Provided passage:
Arts & Entertainment, Film and TV

Flashback: Ikiru (1952)

“A man dying of cancer searches for life meaning.”  When condensed into this single phrase, the plot of Ikiru seems trite and simple. Yet renowned director Akira Kurosawa is an original storyteller who uses this familiar narrative to create an existential masterpiece. 

The opening shot of the film is an X-ray of a stomach belonging to Public Affairs Section Chief Kanji Watanabe (Takashi Shimura). The stomach is filled with tumors that will eventually kill him. The narrator of the film introduces the viewer to Watanabe hunched over at his desk.

“It would only be tiresome to meet him right now,” the narrator explained. “After all, he’s simply passing time without actually living his life. In other words, he’s not really alive.”  Watanabe’s job consists of stamping paperwork and appearing busy.  

Having worked monotonously in the public affairs department for 25 years, not skipping a single day on the job, Watanabe is appropriately nicknamed “The Mummy.”  

Upon learning of his death sentence, Watanabe initially plunges into a state of despair.  He takes to drinking and meets a young man at a bar who learns of his situation and guides him through a night of hedonistic enjoyment.  At a crowded dance hall, Watanabe requests a song entitled “Life is Brief.” The happy dancers pause in their footsteps to listen pensively to Watanabe’s soft voice as he sings the lyrics. This plaintive, heart-breaking song perfectly encapsulates the elegiac tone of Ikiru.  

As Watanabe’s imminent death approaches, he rids himself of his sorrow and transforms into a Christ-like figure who, resurrected from his deathlike daily routine, aims to better his community. Through this religious interpretation, women play an important role as Watanabe’s disciples. In the beginning of the film, a group of poor women visit the public affairs department with a proposal to make a sewage pit into a children’s playground.  They are constantly deferred until Watanabe cuts through the red tape and takes action. At Watanabe’s funeral, these women weep and bow to his shrine like worshippers. 

One woman in the film is the youthful and energetic Toyo Odagiri (Miki Odagiri), whom Watanabe enjoys spending time with. While previously working at Watanabe’s office, Toyo quits her job to produce toy bunnies. “I feel like I am playing with every baby in Japan,” she tells him of her work.  At his shrine, she leaves a fuzzy bunny that hops around playfully.

Data below:
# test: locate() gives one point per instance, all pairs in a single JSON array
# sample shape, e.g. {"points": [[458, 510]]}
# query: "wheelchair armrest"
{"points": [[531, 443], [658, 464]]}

Task to complete: Please condense the paragraph of the Ikiru review that begins "As Watanabe's imminent death approaches" into a short bulleted list that keeps its main facts.

Answer space:
- As his death nears, Watanabe sheds his sorrow and becomes a Christ-like figure, rising from his deathlike routine to improve his community.
- In this religious reading, women act as his disciples.
- Early in the film, a group of poor women ask the public affairs department to turn a sewage pit into a children's playground.
- They are repeatedly put off until Watanabe cuts through the red tape and acts.
- At his funeral, the women weep and bow to his shrine like worshippers.